» Your instructions
Put each line of the entries below into a numbered list, skipping blank lines and leaving out the pictures.

* BEGIN *

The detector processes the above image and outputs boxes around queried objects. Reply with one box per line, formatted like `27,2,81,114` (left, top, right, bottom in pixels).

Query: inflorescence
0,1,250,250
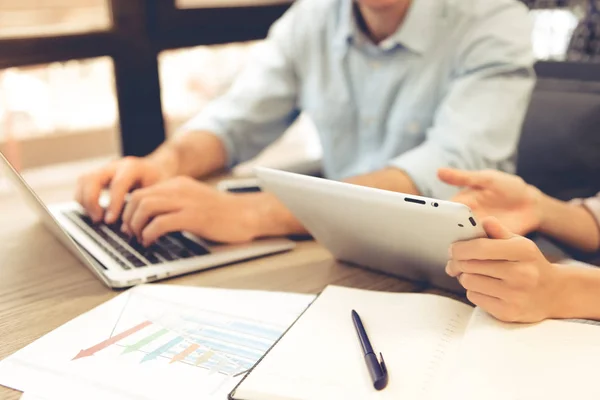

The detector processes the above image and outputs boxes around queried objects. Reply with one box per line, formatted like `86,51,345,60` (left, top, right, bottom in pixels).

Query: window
0,0,111,38
175,0,293,8
159,41,322,175
159,42,258,135
531,8,584,61
0,57,119,168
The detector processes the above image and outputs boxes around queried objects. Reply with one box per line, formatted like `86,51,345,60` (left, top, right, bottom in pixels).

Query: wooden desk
0,179,460,399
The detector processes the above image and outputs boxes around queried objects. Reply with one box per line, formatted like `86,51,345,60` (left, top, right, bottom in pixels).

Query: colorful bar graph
169,343,200,364
196,350,215,365
73,311,285,375
73,321,152,360
142,336,183,362
122,329,169,354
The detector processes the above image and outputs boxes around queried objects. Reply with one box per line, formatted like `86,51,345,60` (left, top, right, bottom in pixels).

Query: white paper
236,286,473,400
446,309,600,400
0,285,314,400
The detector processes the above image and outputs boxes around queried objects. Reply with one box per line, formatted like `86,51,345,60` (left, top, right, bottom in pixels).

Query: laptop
0,152,295,288
255,168,485,293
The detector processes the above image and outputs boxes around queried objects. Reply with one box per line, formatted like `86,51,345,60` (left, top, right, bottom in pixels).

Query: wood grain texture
0,180,436,400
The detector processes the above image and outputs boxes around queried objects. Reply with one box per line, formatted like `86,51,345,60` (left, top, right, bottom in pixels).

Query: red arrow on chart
71,321,152,361
169,343,200,364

* END *

» Finished exercise
1. The detector processes the above image and outputs boxes around queried objects. Reply with one box per line, formatted like `27,2,81,114` (left, top, right, bottom in pixels).
2. Query: inflorescence
3. 0,1,250,250
4. The detector processes the above image and outputs boxes around queried objects. Reply with one box per line, formatted like `86,51,345,60` (left, top, right, bottom in pixels).
5. Query: window
6. 0,0,111,38
7. 175,0,293,8
8. 159,41,322,175
9. 159,42,258,135
10. 531,8,584,61
11. 0,57,119,168
12. The detector processes the above image and outputs boxes around queried objects. Reply with one box per line, formatted like `86,51,345,60` (left, top, right, bottom in pixels).
13. Query: wooden desk
14. 0,179,460,399
15. The detector processes the above image and outputs boxes around queried objects. Reply with one box per line, formatted like `86,51,345,60` (left, top, right, bottom in pixels).
16. Query: colorful bar graph
17. 169,343,200,364
18. 196,350,215,365
19. 73,311,285,375
20. 73,321,152,360
21. 142,336,183,362
22. 122,329,169,354
23. The detector processes the above image and outputs boxes around queried objects. Reply with one box per line, formatted like `86,51,345,60` (left, top, right, bottom in pixels).
24. Query: white paper
25. 236,286,473,400
26. 446,309,600,400
27. 0,285,314,400
28. The detector processes the above image and outputs boxes around queried objects. Reply with one box per line, formatted like `86,51,345,60` (left, top, right, bottom in pixels).
29. Query: laptop
30. 0,152,295,288
31. 255,168,485,293
32. The detector processes the above image and outputs boxes around queried objects. Reply with one box per line, formatted like `86,51,345,60` (left, top, right, bottom in pixels).
33. Query: wood grain texture
34. 0,180,436,400
35. The detector processes the above image and outputs boxes around queried objects. Reply with one box per line, formatted like `86,51,345,60` (left, top, right, bottom in pixels).
36. Query: red arrow on chart
37. 71,321,152,361
38. 169,343,200,364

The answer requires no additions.